Given instruction A »
Find each line in the entries below that contains the word "flower" and copy those lines out in full.

I expect more and more folks will start to "discover" the real legal
implications of some of these types of applications. I'm sure we'll see some
story or what have you, and we'll all cry foul, even though the laws have been
in place for many years and we mostly (albeit somewhat unknowingly) abide by
them.

I also expect that folks will "discover" why we have central banks for
currencies, and why Alexander Hamilton was a Smart Guy.

While cryptocurrencies are new, the problems they'll face aren't--in fact,
we've solved these problems mostly in developed countries. They still exist
pretty readily in developing countries, though. What happens when we start
selling securities based around cryptocurrencies, such as derivatives? If you
think the SEC will allow Americans to buy, sell, and even _discuss_ securities
openly, you are out of your mind.

Data shown »
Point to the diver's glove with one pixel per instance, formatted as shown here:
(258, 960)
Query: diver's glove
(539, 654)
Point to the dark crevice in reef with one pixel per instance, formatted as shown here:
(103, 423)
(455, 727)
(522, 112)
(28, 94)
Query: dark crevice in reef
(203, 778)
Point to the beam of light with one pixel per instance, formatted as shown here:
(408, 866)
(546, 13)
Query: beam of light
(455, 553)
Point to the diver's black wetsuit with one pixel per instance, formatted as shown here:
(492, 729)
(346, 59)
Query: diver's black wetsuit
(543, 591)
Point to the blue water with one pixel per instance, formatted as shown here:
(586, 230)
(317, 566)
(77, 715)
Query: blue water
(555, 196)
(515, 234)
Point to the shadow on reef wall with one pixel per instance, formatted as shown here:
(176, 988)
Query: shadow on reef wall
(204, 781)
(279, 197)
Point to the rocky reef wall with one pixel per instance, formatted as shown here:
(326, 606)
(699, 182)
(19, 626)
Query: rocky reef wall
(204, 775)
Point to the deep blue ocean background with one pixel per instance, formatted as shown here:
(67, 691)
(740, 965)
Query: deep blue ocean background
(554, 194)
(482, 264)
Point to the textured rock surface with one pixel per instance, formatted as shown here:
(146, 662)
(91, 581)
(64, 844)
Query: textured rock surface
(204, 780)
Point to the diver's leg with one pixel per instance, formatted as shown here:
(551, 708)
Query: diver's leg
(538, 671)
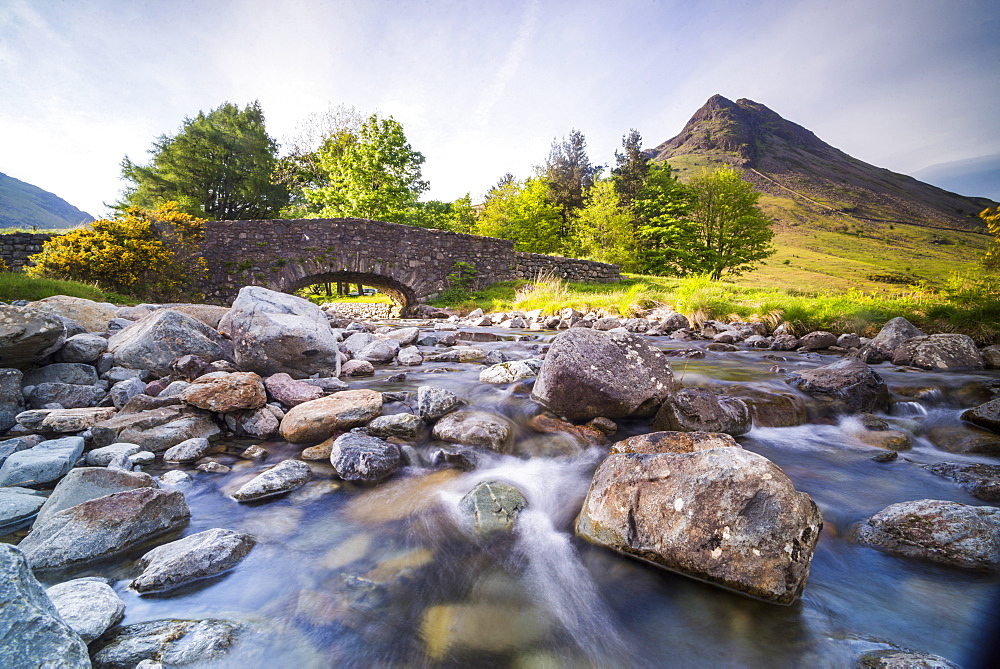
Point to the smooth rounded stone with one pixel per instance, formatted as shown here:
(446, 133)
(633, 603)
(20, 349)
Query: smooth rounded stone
(123, 391)
(939, 352)
(157, 340)
(433, 402)
(100, 457)
(291, 392)
(169, 642)
(18, 506)
(319, 419)
(699, 410)
(726, 516)
(588, 374)
(82, 348)
(27, 335)
(11, 398)
(401, 425)
(88, 605)
(405, 336)
(380, 351)
(32, 633)
(410, 356)
(674, 442)
(938, 531)
(892, 658)
(254, 423)
(283, 477)
(360, 457)
(847, 386)
(474, 428)
(275, 332)
(93, 316)
(188, 450)
(492, 506)
(980, 480)
(176, 478)
(194, 557)
(103, 527)
(357, 368)
(961, 439)
(48, 461)
(86, 483)
(75, 373)
(985, 415)
(817, 341)
(507, 372)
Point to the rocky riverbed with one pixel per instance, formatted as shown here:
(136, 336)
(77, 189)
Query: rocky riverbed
(279, 484)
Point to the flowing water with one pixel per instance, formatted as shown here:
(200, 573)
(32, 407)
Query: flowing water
(361, 576)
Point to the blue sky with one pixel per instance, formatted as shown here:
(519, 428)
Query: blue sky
(482, 88)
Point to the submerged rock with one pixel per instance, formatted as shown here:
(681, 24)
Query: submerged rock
(169, 642)
(699, 410)
(103, 527)
(194, 557)
(88, 605)
(32, 633)
(283, 477)
(725, 515)
(938, 531)
(587, 374)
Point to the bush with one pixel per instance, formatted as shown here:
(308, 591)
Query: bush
(143, 253)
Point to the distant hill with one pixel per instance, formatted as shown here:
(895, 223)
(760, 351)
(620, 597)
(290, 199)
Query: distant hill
(24, 206)
(839, 222)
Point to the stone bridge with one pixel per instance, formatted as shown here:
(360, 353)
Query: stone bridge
(407, 263)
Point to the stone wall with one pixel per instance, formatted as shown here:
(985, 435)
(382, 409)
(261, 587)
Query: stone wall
(17, 246)
(532, 265)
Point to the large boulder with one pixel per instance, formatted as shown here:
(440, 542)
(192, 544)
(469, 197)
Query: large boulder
(93, 316)
(724, 515)
(847, 386)
(587, 374)
(938, 531)
(275, 332)
(86, 483)
(103, 527)
(223, 392)
(28, 335)
(88, 605)
(699, 410)
(194, 557)
(359, 457)
(11, 399)
(318, 419)
(32, 633)
(939, 352)
(48, 461)
(155, 341)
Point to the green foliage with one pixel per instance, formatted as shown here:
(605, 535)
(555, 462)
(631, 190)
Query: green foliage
(143, 253)
(522, 212)
(373, 174)
(731, 232)
(219, 166)
(19, 286)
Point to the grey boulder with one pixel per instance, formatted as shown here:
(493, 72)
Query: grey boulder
(88, 605)
(48, 461)
(587, 374)
(194, 557)
(103, 527)
(32, 634)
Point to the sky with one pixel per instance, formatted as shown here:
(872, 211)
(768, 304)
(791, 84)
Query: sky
(483, 88)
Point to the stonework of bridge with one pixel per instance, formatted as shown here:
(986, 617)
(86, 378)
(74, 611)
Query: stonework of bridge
(407, 263)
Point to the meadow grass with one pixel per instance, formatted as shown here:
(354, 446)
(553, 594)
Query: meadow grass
(18, 286)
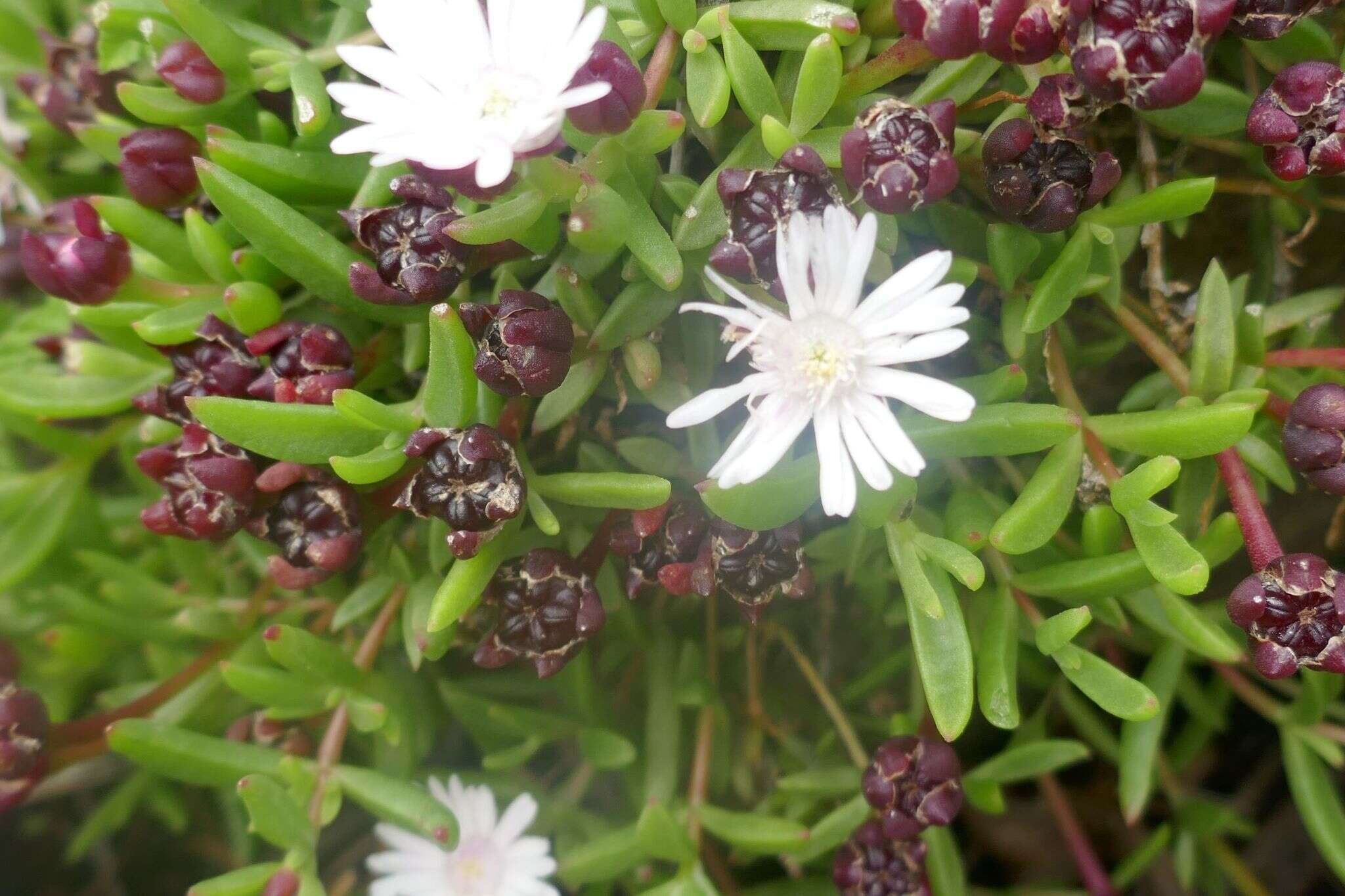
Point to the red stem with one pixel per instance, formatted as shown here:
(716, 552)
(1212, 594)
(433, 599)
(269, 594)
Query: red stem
(1258, 535)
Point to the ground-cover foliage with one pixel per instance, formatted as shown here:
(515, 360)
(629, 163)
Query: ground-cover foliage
(780, 446)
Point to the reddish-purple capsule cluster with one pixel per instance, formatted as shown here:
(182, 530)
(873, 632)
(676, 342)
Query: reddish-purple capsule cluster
(761, 203)
(522, 344)
(899, 156)
(314, 521)
(158, 165)
(1300, 120)
(416, 261)
(1043, 178)
(471, 480)
(214, 363)
(309, 362)
(73, 258)
(1017, 32)
(615, 112)
(1292, 613)
(548, 608)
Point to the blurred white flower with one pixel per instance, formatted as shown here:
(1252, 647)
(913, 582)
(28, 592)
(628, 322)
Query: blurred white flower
(829, 362)
(493, 856)
(458, 86)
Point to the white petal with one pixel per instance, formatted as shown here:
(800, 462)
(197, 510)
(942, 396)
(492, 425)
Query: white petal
(927, 394)
(837, 476)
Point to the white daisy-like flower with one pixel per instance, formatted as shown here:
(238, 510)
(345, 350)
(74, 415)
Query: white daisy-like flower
(493, 856)
(830, 360)
(458, 86)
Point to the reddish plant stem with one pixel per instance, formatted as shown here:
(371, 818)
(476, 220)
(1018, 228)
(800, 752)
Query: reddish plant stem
(1258, 535)
(1091, 871)
(1332, 358)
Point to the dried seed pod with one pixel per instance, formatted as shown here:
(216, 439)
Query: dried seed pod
(1146, 53)
(73, 257)
(416, 261)
(185, 68)
(900, 156)
(1043, 179)
(471, 480)
(522, 344)
(1017, 32)
(761, 203)
(214, 363)
(314, 521)
(755, 567)
(1301, 121)
(309, 362)
(158, 165)
(873, 864)
(1292, 613)
(548, 609)
(210, 485)
(615, 112)
(914, 782)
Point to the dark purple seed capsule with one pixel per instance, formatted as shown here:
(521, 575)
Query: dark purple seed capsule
(158, 168)
(1292, 613)
(309, 362)
(471, 480)
(1146, 53)
(761, 203)
(1043, 179)
(615, 112)
(185, 68)
(214, 363)
(210, 485)
(900, 156)
(1300, 120)
(414, 261)
(548, 608)
(73, 257)
(522, 344)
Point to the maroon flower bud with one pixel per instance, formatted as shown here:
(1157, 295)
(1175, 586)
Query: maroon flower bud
(185, 68)
(1147, 53)
(615, 112)
(1043, 179)
(309, 362)
(416, 261)
(753, 567)
(156, 165)
(1019, 32)
(1300, 121)
(73, 257)
(210, 485)
(761, 202)
(548, 609)
(314, 521)
(214, 363)
(1061, 104)
(1292, 613)
(914, 782)
(674, 554)
(873, 864)
(900, 156)
(471, 480)
(1314, 436)
(1268, 19)
(522, 344)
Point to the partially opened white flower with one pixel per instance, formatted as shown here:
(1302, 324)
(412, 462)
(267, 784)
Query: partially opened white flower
(830, 360)
(493, 856)
(458, 86)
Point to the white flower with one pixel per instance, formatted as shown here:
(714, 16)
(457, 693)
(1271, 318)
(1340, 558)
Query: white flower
(460, 88)
(830, 360)
(493, 857)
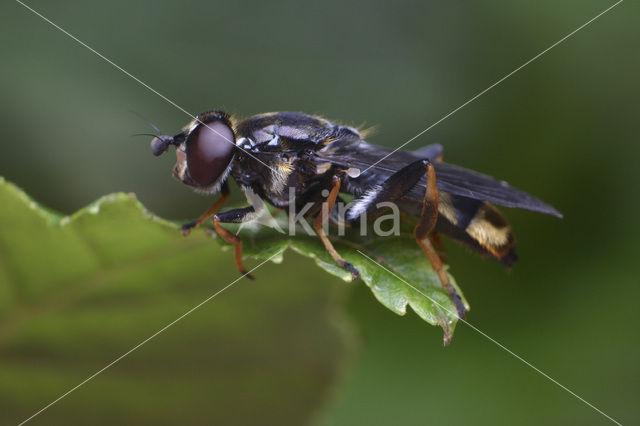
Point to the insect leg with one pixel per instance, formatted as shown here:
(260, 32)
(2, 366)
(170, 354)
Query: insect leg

Given instruction B »
Write a continuation of the cryptocurrency commentary above, starting right after its final sentence.

Reply A »
Point to the blurred white flower with one pixel per instance, formatted as shown here:
Query: blurred white flower
Point to the white daisy-like flower with one pixel per instance, formatted as shown here:
Query: white daisy-like flower
Point to the maroon flower bud with one pixel per instance, formatted as shown here:
Query: maroon flower bud
Point to the partially opened white flower with one pixel per instance, formatted as shown here:
Query: partially opened white flower
Point to the white flower with one pixel per instance, formatted as shown here:
Query: white flower

Reply B »
What about money laundering? When/if you ever work for a bank or an investment
firm in the US, you'll take some training around money laundering (there are
even tests at the end). The SEC (allegedly) holds these firms responsible for
spotting, reporting, and stopping money laundering schemes. What happens when
money laundering happens over an exchange? How will that be handled?

Sorry for the long-windedness...your anecdote just got me thinking.

------
kawliga
I wonder if one could create a pyramid scheme app out of this? An invite only
one.

1st guy - 100% mining load & all profit.

2nd and 3rd guy split the mining load and 99.99% of the profit.

and so on...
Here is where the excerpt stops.